- **Task details**
Can you reproduce, word for word, the part of the records that opens with the line containing "Expected: one pin per instance of the underwing" and closes with the final line of the records, with both of those lines included?

- **Extracted entries**

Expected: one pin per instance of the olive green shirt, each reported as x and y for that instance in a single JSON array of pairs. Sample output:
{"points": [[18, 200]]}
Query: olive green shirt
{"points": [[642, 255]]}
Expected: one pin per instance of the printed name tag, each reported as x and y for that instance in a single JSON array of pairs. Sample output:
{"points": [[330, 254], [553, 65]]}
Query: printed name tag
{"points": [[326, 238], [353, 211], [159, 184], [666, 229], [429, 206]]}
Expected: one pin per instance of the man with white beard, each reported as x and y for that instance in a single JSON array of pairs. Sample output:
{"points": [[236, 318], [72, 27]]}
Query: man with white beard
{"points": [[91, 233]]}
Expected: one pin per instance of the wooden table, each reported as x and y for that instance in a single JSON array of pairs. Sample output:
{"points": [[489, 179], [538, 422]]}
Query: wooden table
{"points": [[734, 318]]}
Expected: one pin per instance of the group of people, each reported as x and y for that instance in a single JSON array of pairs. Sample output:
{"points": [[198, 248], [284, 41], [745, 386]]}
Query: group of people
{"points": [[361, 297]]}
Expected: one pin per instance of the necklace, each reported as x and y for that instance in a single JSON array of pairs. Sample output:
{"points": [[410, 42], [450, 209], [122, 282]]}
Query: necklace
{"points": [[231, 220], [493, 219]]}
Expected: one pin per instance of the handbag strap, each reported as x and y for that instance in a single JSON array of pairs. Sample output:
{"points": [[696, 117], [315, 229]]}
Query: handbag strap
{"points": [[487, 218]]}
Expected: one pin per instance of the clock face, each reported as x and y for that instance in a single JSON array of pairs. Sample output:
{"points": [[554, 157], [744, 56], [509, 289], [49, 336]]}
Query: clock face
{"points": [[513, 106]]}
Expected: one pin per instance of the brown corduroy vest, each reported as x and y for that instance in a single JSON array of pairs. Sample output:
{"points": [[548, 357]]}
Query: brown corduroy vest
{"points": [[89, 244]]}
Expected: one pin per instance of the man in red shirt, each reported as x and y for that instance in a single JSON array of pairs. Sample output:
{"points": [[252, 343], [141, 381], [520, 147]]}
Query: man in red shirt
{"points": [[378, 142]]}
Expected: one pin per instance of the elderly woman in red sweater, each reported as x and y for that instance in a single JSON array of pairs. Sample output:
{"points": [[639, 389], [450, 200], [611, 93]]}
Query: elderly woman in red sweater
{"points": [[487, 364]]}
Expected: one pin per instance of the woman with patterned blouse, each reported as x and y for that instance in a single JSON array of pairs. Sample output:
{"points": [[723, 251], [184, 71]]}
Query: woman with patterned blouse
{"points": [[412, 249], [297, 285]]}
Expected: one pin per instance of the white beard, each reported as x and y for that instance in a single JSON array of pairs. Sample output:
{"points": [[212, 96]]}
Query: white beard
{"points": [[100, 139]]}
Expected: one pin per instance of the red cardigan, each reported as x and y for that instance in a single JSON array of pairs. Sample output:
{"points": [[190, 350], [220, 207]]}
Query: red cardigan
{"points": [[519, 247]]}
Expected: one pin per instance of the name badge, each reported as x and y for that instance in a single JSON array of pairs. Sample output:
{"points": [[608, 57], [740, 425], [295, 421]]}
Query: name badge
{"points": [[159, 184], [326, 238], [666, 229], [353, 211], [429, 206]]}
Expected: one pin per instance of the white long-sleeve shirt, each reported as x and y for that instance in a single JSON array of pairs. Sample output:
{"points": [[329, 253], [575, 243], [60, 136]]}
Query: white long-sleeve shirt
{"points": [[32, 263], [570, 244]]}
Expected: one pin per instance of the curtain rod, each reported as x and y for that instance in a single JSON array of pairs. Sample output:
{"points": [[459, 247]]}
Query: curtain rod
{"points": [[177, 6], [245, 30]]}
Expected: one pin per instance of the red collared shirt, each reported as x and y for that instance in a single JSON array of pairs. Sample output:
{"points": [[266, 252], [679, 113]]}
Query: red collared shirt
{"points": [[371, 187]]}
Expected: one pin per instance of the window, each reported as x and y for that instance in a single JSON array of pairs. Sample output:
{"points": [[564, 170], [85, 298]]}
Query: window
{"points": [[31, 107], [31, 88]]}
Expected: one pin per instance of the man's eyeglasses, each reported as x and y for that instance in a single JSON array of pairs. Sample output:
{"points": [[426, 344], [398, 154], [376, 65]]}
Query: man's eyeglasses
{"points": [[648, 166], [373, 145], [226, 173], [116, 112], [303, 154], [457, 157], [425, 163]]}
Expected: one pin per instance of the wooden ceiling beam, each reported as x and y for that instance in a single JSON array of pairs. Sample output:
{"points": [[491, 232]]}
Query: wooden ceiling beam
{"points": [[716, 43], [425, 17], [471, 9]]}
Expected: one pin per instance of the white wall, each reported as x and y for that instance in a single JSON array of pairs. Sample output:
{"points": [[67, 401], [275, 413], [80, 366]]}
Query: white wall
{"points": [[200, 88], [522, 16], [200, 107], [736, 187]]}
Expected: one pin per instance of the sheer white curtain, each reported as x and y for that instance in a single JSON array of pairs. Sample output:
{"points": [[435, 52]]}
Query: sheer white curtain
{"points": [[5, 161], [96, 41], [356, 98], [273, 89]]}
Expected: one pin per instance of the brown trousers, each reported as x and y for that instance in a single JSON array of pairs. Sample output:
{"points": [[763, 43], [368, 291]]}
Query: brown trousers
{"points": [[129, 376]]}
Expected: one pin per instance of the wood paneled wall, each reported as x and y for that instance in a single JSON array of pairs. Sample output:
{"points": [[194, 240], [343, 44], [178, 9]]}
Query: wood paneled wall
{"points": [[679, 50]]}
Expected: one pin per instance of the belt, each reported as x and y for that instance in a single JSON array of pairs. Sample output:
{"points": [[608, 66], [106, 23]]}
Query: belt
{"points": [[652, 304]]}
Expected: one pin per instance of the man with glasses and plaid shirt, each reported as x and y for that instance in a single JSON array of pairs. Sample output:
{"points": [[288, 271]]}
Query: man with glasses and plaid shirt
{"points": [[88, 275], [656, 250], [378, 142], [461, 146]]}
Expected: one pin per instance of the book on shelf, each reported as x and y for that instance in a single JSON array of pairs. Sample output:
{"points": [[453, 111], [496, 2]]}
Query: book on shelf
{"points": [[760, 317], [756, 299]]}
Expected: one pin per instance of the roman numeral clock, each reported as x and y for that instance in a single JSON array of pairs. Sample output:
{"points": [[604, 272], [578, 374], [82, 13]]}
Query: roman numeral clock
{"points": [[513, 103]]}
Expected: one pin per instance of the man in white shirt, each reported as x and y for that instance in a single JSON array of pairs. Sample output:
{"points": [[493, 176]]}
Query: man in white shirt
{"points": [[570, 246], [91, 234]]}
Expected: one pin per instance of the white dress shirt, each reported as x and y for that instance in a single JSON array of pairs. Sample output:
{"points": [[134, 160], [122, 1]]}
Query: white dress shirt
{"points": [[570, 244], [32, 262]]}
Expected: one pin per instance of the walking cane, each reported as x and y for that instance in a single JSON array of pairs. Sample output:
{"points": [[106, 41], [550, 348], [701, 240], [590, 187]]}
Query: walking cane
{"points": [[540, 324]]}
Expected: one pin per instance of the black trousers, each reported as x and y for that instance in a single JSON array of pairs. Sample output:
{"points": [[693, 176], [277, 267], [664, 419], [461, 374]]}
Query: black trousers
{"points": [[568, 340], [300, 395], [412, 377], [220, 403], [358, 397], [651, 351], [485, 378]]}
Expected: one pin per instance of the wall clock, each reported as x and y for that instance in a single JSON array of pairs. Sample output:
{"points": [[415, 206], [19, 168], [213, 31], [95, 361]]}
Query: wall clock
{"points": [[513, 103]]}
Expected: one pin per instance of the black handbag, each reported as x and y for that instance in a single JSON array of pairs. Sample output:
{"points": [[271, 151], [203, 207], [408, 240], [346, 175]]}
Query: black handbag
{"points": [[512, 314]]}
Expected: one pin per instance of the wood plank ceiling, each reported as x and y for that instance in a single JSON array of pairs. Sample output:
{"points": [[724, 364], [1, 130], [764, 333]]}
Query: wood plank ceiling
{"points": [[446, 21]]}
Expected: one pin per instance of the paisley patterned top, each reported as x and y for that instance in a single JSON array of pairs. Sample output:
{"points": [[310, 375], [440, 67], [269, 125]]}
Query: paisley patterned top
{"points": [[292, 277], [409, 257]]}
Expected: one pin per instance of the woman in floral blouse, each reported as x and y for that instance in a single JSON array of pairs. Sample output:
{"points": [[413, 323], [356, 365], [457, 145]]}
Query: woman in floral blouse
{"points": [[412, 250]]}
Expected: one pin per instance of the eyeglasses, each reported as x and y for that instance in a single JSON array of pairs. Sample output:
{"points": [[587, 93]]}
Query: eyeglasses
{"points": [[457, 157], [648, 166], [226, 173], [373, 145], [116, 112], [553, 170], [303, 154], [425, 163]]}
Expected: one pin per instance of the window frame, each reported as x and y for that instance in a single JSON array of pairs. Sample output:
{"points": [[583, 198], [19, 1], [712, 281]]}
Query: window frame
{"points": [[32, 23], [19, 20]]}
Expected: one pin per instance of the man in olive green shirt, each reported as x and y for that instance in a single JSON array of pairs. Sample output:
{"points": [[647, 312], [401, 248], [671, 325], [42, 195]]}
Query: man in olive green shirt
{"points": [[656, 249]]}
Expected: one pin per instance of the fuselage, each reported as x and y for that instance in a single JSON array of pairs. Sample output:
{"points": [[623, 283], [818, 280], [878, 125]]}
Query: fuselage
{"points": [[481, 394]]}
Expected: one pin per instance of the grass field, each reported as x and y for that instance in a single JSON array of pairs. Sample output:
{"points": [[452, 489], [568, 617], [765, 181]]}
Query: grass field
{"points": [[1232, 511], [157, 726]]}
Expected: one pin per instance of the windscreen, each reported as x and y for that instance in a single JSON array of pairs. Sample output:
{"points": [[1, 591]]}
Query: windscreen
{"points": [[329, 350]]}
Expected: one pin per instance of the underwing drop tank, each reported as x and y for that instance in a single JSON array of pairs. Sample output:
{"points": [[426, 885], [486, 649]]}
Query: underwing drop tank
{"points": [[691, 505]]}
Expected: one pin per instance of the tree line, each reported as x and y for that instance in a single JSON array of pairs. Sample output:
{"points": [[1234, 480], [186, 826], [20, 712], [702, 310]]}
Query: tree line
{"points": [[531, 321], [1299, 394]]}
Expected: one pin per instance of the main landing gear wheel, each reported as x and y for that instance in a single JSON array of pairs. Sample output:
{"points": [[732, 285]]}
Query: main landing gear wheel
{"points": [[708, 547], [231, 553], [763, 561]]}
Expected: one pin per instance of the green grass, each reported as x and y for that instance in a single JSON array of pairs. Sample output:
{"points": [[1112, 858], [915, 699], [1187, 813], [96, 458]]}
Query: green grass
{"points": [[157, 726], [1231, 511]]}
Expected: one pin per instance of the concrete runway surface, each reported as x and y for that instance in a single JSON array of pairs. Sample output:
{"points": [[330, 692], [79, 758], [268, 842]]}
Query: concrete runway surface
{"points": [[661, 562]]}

- **Task response**
Expected: one pin per instance of the underwing drop tank, each reported as x and y for that instance in a single JSON array of pairs. Sample output:
{"points": [[426, 885], [486, 649]]}
Query: underwing drop tank
{"points": [[691, 505]]}
Expected: one pin per instance of the tree line, each reported as x and y for that instance in a single JSON array of pairs. Sample output:
{"points": [[1234, 480], [186, 826], [20, 712], [702, 310]]}
Query: tree line
{"points": [[531, 321], [1299, 394]]}
Expected: one pin per instance of the main landing gear wheel, each reported as x and y for that instance in a single JSON array of pairs. Sample output:
{"points": [[732, 285]]}
Query: main landing gear wheel
{"points": [[708, 547], [231, 553], [763, 561]]}
Expected: one pin per instance of the green grass, each reported as x and y for that instance in a single JSON array of pairs. Sample output:
{"points": [[1112, 858], [915, 699], [1187, 813], [96, 458]]}
Query: green grass
{"points": [[157, 726], [1231, 511]]}
Expected: one pin per instance of the concrete runway surface, each reported as x and y for that instance in a single JSON array of pairs. Sample output:
{"points": [[330, 692], [79, 758], [268, 842]]}
Query: concrete runway surface
{"points": [[661, 562]]}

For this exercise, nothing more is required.